=== Aim of the task ===
Can you give everything in the material from the line containing "Ground metal truss" down to the line containing "397;452;424;478", both included, as a numbered list with blank lines left out?

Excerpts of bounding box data

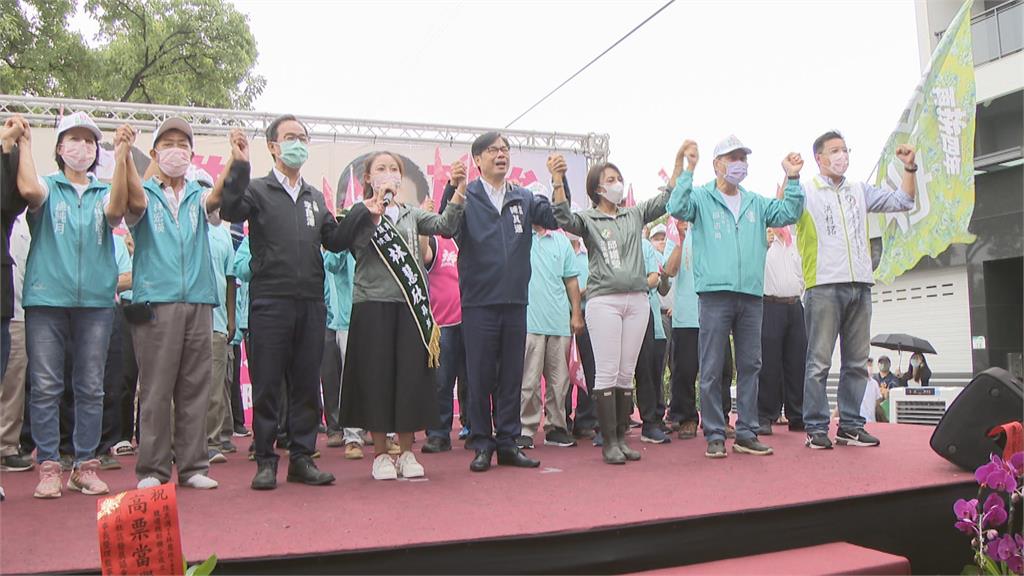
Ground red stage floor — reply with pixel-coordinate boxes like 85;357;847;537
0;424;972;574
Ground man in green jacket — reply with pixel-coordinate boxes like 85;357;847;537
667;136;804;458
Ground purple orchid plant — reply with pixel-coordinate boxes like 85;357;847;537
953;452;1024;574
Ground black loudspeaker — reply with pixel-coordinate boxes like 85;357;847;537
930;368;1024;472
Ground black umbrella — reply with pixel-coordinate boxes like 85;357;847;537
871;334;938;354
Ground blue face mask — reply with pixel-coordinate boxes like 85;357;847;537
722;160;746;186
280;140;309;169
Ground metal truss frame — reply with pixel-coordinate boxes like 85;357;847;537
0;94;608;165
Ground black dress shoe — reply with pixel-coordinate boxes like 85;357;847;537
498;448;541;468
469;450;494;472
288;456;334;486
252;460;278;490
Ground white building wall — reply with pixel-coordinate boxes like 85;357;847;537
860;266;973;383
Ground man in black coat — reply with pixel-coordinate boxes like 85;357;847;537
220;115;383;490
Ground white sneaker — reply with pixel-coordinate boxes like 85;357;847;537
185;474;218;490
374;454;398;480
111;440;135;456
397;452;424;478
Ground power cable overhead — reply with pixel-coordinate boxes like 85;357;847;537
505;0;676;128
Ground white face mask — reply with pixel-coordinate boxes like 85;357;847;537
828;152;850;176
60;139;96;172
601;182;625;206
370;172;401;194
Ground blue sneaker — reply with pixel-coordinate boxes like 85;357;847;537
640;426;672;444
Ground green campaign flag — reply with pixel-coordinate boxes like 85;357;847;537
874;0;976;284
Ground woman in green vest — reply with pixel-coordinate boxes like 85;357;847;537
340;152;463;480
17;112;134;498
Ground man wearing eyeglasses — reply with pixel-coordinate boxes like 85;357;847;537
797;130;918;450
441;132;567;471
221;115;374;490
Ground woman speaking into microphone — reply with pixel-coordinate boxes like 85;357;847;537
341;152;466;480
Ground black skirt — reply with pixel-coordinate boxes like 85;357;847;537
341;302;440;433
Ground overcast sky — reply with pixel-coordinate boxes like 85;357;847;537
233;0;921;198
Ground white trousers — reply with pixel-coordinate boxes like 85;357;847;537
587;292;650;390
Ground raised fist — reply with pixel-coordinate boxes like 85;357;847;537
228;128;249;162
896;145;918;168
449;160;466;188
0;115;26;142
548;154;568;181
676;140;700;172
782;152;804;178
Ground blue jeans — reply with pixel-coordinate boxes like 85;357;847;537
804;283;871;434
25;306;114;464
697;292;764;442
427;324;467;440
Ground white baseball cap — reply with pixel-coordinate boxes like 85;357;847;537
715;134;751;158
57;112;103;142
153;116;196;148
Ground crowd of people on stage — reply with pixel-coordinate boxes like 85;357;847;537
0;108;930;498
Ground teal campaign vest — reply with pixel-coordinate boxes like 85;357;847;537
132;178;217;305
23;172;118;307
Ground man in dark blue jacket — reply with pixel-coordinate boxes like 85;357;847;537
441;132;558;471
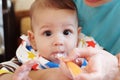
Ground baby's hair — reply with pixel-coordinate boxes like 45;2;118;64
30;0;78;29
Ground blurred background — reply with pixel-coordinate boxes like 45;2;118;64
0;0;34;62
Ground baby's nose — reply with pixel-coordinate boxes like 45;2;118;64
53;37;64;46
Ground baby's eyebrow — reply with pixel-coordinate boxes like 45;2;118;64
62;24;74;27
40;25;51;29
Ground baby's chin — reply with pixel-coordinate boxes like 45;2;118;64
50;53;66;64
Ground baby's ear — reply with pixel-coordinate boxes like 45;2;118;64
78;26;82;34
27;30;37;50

=== Output for this exercise ===
1. Ground metal truss frame — reply with pixel-coordinate boxes like 85;357;847;537
2. 0;94;608;165
3. Ground black dress shoe — reply with pixel-coordinate boxes like 85;357;847;537
4. 498;448;541;468
5. 469;450;494;472
6. 288;456;334;486
7. 252;460;278;490
8. Ground white building wall — reply with pixel-coordinate boxes like 85;357;847;537
9. 860;266;973;383
10. Ground man in black coat — reply with pixel-coordinate boxes like 85;357;847;537
11. 220;115;383;490
12. Ground white sneaker — reply with pixel-coordinate boxes like 85;357;847;537
13. 185;474;218;490
14. 374;454;398;480
15. 111;440;135;456
16. 397;452;424;478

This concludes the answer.